• [Task to complete]: Print the data exactly, leaving nothing out.

-------- Material for this task --------

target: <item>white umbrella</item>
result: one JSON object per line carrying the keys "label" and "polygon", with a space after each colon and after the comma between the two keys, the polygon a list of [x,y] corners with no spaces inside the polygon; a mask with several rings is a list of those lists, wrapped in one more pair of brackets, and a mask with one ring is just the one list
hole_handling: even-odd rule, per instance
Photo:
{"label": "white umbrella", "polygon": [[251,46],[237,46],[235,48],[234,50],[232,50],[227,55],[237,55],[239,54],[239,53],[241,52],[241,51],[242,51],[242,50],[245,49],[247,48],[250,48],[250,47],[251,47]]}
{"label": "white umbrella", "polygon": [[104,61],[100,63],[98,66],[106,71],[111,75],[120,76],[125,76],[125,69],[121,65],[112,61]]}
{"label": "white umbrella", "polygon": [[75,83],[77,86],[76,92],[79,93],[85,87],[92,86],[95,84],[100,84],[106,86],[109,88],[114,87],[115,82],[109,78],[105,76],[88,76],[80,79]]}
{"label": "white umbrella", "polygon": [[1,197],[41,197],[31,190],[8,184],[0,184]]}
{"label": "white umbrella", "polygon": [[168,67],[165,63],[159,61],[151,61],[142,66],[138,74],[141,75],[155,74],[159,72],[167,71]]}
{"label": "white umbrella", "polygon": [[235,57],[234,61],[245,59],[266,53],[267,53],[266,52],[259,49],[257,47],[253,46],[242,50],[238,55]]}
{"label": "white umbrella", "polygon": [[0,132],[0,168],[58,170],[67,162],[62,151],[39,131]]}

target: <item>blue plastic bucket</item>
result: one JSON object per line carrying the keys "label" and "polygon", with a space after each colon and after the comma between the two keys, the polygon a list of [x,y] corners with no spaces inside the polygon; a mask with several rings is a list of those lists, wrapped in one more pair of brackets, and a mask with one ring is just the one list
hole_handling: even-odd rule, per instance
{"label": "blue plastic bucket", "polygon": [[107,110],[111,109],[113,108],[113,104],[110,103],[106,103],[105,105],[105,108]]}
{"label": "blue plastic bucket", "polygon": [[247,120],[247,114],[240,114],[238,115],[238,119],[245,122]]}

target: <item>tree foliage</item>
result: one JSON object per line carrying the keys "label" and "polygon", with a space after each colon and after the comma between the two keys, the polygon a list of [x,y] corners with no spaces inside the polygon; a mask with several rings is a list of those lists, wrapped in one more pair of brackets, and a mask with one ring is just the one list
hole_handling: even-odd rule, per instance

--------

• [Exercise answer]:
target: <item>white umbrella</item>
result: one JSON object per line carrying the keys "label" and "polygon", with a space after each colon and after the comma between the two keys, the polygon a list of [x,y] corners with no spaces inside the polygon; a mask with several rings is a list of those lists, wrapped in one more pair of brackets, and a mask with one ring is just the one list
hole_handling: even-odd rule, per instance
Photo:
{"label": "white umbrella", "polygon": [[251,46],[237,46],[235,48],[234,50],[232,50],[227,55],[237,55],[239,54],[239,53],[241,52],[241,51],[242,51],[242,50],[245,49],[247,48],[250,48],[250,47],[251,47]]}
{"label": "white umbrella", "polygon": [[104,61],[100,63],[98,66],[106,71],[111,75],[120,76],[125,76],[125,69],[121,65],[112,61]]}
{"label": "white umbrella", "polygon": [[75,83],[77,86],[76,92],[79,93],[85,87],[92,86],[95,84],[100,84],[106,86],[109,88],[114,87],[115,82],[109,78],[105,76],[88,76],[80,79]]}
{"label": "white umbrella", "polygon": [[1,197],[41,197],[31,190],[8,184],[0,184]]}
{"label": "white umbrella", "polygon": [[168,67],[165,63],[159,61],[151,61],[142,66],[138,74],[141,75],[155,74],[159,72],[167,71]]}
{"label": "white umbrella", "polygon": [[235,57],[234,61],[245,59],[266,53],[267,53],[266,52],[259,49],[257,47],[253,46],[242,50],[238,55]]}
{"label": "white umbrella", "polygon": [[0,132],[0,168],[58,170],[67,162],[62,151],[39,131]]}

target: <item>blue plastic bucket</item>
result: one JSON object per line carrying the keys "label" and "polygon", with a space after each colon and after the comma between the two keys, the polygon a list of [x,y] corners with no spaces inside the polygon; a mask with several rings is a list of those lists, wrapped in one more pair of brackets, and a mask with one ring is just the one list
hole_handling: even-odd rule, per instance
{"label": "blue plastic bucket", "polygon": [[107,110],[111,109],[113,108],[113,104],[110,103],[106,103],[105,105],[105,108]]}
{"label": "blue plastic bucket", "polygon": [[247,120],[247,114],[240,114],[238,115],[238,119],[245,122]]}

target: <item>tree foliage</item>
result: one JSON object per line carrying the keys "label" and "polygon", with a space after each colon and after the comma between the two keys, the polygon a list of [x,y] corners with no spaces inside the polygon; a mask with several rings is a list of those lists, wrapped in one more pair of brackets, and a mask with one ring is just the one list
hole_handling: even-odd rule, per instance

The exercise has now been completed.